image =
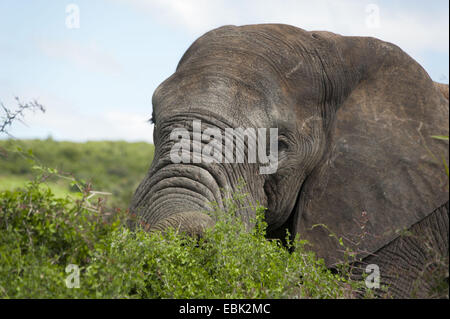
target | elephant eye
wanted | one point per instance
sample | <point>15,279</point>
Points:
<point>152,119</point>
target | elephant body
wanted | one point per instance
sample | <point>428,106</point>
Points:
<point>354,117</point>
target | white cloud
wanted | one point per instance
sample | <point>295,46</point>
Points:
<point>64,121</point>
<point>90,56</point>
<point>410,28</point>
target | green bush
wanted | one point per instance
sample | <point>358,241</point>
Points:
<point>115,167</point>
<point>40,235</point>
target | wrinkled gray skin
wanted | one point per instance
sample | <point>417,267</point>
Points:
<point>354,118</point>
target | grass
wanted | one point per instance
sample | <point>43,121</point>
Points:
<point>114,167</point>
<point>41,234</point>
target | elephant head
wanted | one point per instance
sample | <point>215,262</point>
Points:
<point>354,116</point>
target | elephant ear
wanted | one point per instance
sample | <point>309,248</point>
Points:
<point>382,171</point>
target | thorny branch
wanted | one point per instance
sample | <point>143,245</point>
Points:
<point>10,116</point>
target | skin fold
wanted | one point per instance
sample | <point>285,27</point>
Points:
<point>354,118</point>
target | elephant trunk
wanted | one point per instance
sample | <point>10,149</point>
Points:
<point>177,196</point>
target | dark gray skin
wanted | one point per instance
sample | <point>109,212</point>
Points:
<point>354,117</point>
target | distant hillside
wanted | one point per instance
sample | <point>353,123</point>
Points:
<point>115,167</point>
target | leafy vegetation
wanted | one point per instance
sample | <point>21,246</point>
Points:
<point>114,167</point>
<point>41,234</point>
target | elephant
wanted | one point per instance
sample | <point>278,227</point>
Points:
<point>354,119</point>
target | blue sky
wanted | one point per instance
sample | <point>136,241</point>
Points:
<point>97,80</point>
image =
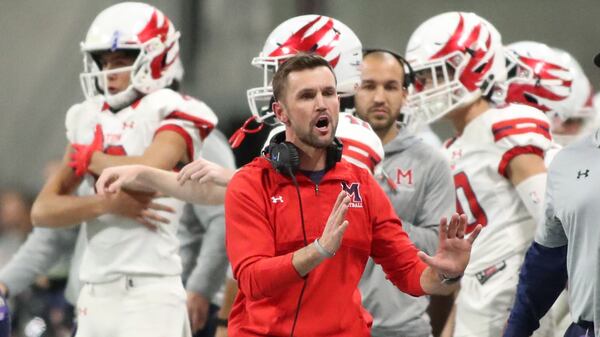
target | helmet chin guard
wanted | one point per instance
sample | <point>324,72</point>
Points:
<point>457,58</point>
<point>322,35</point>
<point>136,27</point>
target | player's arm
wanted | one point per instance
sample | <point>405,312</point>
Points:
<point>55,206</point>
<point>412,271</point>
<point>41,250</point>
<point>166,150</point>
<point>150,179</point>
<point>527,172</point>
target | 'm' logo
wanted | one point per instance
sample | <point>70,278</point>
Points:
<point>406,175</point>
<point>584,174</point>
<point>353,191</point>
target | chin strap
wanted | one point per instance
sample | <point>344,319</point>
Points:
<point>238,136</point>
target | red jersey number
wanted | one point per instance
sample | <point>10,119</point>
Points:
<point>464,191</point>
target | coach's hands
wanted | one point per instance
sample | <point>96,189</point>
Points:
<point>336,224</point>
<point>202,171</point>
<point>198,309</point>
<point>454,250</point>
<point>138,206</point>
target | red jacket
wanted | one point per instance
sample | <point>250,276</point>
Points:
<point>263,230</point>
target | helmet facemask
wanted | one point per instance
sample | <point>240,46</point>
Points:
<point>94,80</point>
<point>438,90</point>
<point>260,99</point>
<point>137,28</point>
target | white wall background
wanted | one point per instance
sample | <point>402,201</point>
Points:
<point>40,60</point>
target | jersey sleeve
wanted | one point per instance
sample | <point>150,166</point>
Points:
<point>520,129</point>
<point>71,120</point>
<point>191,118</point>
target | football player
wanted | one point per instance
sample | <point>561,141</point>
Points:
<point>551,80</point>
<point>130,268</point>
<point>497,157</point>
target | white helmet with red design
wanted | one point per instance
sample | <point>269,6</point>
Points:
<point>318,34</point>
<point>457,58</point>
<point>135,27</point>
<point>539,76</point>
<point>580,116</point>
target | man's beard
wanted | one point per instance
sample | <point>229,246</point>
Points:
<point>311,139</point>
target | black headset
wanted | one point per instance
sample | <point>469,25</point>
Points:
<point>285,159</point>
<point>409,74</point>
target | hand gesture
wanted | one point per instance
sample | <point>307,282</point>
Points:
<point>82,154</point>
<point>116,178</point>
<point>221,332</point>
<point>202,170</point>
<point>333,233</point>
<point>454,250</point>
<point>138,206</point>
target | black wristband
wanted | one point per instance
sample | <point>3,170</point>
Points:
<point>222,322</point>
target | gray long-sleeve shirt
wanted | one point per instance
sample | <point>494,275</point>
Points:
<point>205,273</point>
<point>422,191</point>
<point>571,218</point>
<point>202,232</point>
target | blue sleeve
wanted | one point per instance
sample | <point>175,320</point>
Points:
<point>543,276</point>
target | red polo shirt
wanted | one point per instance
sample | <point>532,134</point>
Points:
<point>263,230</point>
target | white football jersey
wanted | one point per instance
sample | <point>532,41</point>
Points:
<point>362,146</point>
<point>118,245</point>
<point>478,159</point>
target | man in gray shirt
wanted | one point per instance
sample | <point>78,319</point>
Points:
<point>417,180</point>
<point>566,246</point>
<point>202,242</point>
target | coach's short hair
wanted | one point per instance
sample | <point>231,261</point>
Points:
<point>298,62</point>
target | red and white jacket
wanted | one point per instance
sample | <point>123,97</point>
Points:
<point>263,230</point>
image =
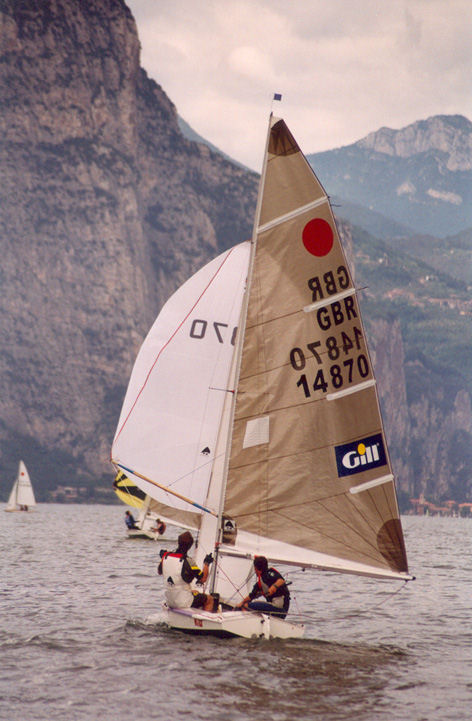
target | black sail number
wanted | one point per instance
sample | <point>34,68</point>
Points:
<point>201,329</point>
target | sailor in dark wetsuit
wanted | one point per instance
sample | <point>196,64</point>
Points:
<point>272,586</point>
<point>179,570</point>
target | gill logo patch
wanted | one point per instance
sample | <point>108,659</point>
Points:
<point>360,455</point>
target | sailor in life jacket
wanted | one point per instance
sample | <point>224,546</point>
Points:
<point>272,586</point>
<point>178,571</point>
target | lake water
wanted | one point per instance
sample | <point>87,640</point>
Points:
<point>74,646</point>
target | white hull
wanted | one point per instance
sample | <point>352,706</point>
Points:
<point>227,623</point>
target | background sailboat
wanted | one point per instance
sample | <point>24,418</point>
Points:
<point>148,520</point>
<point>21,497</point>
<point>299,468</point>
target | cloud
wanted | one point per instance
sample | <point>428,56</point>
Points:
<point>344,69</point>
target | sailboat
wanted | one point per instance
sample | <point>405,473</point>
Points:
<point>268,437</point>
<point>147,522</point>
<point>21,497</point>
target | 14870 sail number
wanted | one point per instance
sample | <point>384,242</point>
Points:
<point>338,371</point>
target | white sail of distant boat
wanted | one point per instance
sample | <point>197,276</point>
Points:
<point>298,468</point>
<point>21,497</point>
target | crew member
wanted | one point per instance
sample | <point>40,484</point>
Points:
<point>179,570</point>
<point>272,586</point>
<point>129,520</point>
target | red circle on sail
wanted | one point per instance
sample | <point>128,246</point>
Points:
<point>318,237</point>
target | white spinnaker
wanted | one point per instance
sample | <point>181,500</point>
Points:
<point>171,414</point>
<point>22,491</point>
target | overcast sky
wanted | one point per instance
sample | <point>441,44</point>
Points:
<point>344,67</point>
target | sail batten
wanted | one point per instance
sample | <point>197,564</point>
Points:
<point>293,214</point>
<point>371,484</point>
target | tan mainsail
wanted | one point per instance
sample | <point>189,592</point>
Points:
<point>309,464</point>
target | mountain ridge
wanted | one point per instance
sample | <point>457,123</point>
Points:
<point>106,208</point>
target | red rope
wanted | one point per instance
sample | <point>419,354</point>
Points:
<point>170,339</point>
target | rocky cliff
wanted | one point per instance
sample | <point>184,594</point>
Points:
<point>418,177</point>
<point>105,208</point>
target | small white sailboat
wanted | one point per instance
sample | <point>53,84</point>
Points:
<point>21,497</point>
<point>269,441</point>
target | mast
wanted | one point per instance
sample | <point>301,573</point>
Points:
<point>239,350</point>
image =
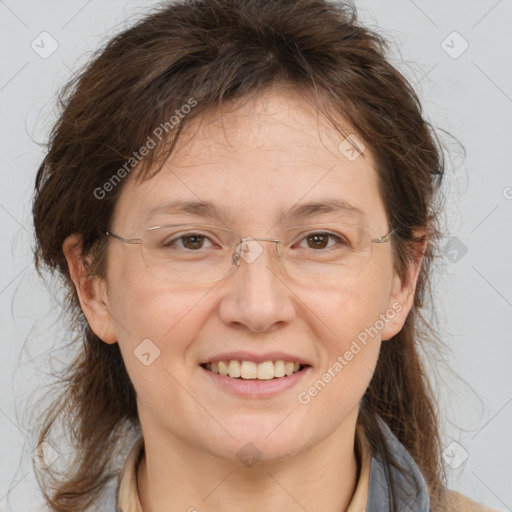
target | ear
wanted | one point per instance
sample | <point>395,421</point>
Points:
<point>401,298</point>
<point>91,290</point>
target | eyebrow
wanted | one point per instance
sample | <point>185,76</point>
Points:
<point>300,211</point>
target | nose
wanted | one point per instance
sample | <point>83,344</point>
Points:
<point>257,295</point>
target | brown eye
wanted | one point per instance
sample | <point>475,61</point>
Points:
<point>320,240</point>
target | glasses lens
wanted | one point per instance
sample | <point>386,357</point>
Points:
<point>326,252</point>
<point>188,252</point>
<point>197,253</point>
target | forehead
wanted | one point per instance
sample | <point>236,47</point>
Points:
<point>271,158</point>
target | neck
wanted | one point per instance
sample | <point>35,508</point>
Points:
<point>175,476</point>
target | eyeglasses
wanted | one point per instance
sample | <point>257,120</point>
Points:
<point>201,253</point>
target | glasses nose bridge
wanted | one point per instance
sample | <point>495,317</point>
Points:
<point>252,254</point>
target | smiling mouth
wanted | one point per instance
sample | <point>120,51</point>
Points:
<point>249,370</point>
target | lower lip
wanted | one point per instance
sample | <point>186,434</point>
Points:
<point>249,388</point>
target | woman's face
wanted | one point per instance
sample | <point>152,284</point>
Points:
<point>254,163</point>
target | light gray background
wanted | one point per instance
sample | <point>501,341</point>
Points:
<point>470,95</point>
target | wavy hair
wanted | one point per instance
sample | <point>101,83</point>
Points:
<point>218,51</point>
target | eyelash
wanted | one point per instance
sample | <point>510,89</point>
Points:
<point>312,233</point>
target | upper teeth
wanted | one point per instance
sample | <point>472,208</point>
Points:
<point>251,370</point>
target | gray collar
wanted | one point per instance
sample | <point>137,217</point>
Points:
<point>410,492</point>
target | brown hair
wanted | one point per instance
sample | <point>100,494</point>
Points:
<point>215,51</point>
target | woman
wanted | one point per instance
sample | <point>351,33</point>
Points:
<point>240,196</point>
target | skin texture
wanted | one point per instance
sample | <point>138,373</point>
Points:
<point>259,160</point>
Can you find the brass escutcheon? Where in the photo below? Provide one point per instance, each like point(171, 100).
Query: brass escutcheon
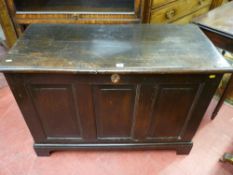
point(115, 78)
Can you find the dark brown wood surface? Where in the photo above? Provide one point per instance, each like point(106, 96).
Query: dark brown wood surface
point(218, 26)
point(219, 19)
point(125, 86)
point(122, 48)
point(73, 111)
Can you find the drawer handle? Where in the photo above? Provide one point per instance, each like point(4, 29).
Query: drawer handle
point(115, 78)
point(170, 14)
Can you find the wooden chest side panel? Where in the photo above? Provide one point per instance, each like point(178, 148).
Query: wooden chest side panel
point(56, 110)
point(114, 111)
point(170, 111)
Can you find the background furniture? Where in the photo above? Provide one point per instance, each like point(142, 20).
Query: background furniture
point(218, 26)
point(24, 12)
point(115, 86)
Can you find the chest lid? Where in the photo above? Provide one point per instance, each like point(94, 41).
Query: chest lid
point(114, 48)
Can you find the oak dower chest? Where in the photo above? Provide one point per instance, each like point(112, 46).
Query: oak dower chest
point(112, 87)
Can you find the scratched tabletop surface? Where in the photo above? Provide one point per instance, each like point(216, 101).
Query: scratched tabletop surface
point(114, 48)
point(220, 19)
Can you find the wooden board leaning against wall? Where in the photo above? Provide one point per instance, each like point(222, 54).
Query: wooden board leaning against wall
point(146, 11)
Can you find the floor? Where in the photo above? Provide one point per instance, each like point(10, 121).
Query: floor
point(17, 156)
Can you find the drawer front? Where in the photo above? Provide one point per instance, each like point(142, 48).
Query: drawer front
point(111, 108)
point(176, 10)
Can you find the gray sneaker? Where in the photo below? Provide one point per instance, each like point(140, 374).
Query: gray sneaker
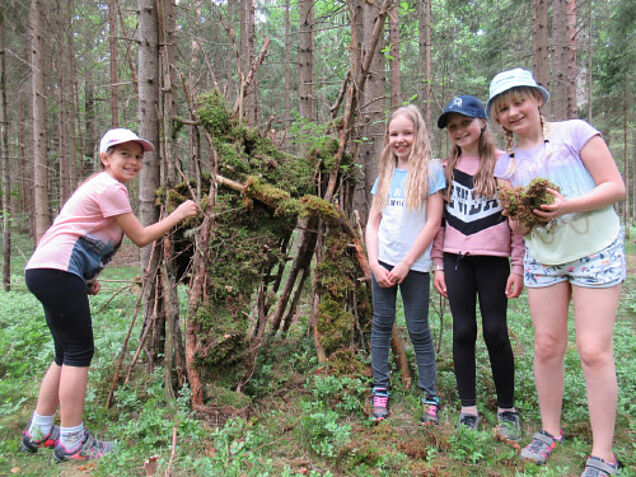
point(31, 444)
point(597, 467)
point(89, 449)
point(471, 421)
point(509, 427)
point(541, 447)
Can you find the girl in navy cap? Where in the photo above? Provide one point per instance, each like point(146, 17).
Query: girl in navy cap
point(579, 257)
point(62, 273)
point(470, 257)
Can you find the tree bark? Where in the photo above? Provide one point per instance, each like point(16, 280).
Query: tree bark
point(306, 60)
point(541, 67)
point(570, 54)
point(149, 113)
point(559, 61)
point(249, 109)
point(38, 121)
point(287, 93)
point(424, 80)
point(394, 62)
point(5, 170)
point(112, 44)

------------------------------

Work instruction → Copy only what lies between the line with "sample | <point>100,494</point>" and the line with "Can you find the wooden board", those two lines included, exactly as given above; pictures stay out.

Exercise solution →
sample | <point>100,494</point>
Points:
<point>215,51</point>
target | woman
wanted | one point per instance
sample | <point>351,33</point>
Points:
<point>240,196</point>
target | skin texture
wanted | one point per instance
sample | <point>138,373</point>
Points:
<point>259,160</point>
Can you find the brass escutcheon? Where in the photo below? Provide one point per instance, each like point(171, 100).
Query: brass escutcheon
point(115, 78)
Can you find the dark brown wood surface? Where in the photo above? Provide one point per instance, each like point(106, 96).
Query: dark brown wood surface
point(218, 26)
point(219, 19)
point(125, 86)
point(122, 48)
point(73, 111)
Can you find the drawer handle? Where in the photo above? Provide one point per instance, each like point(4, 29).
Query: drawer handle
point(115, 78)
point(170, 14)
Can you find the wooden chest side panel? Where in the photo above? Provide one point per instance, each like point(178, 148).
Query: wooden chest side panel
point(56, 110)
point(114, 111)
point(170, 111)
Can you find the background furniture? Where in the photo above? Provide one point per instance, each like point(142, 20).
Query: background furniture
point(218, 26)
point(24, 12)
point(115, 86)
Can you find the chest lid? Where in the photo above? Provide one point per instance, each like point(94, 41).
Query: chest lid
point(114, 48)
Can you find the oak dower chest? Where in the photo above? Provide one point per instance, each like point(112, 46).
Query: oak dower chest
point(112, 87)
Can you find the scratched tabletop surface? Where in the photo above? Provide one point per instance, each like point(216, 101).
Query: scratched tabletop surface
point(114, 48)
point(220, 19)
Can you find the wooden board leaning against wall? Where in the photo above? Provide one point per instance, each like point(222, 54).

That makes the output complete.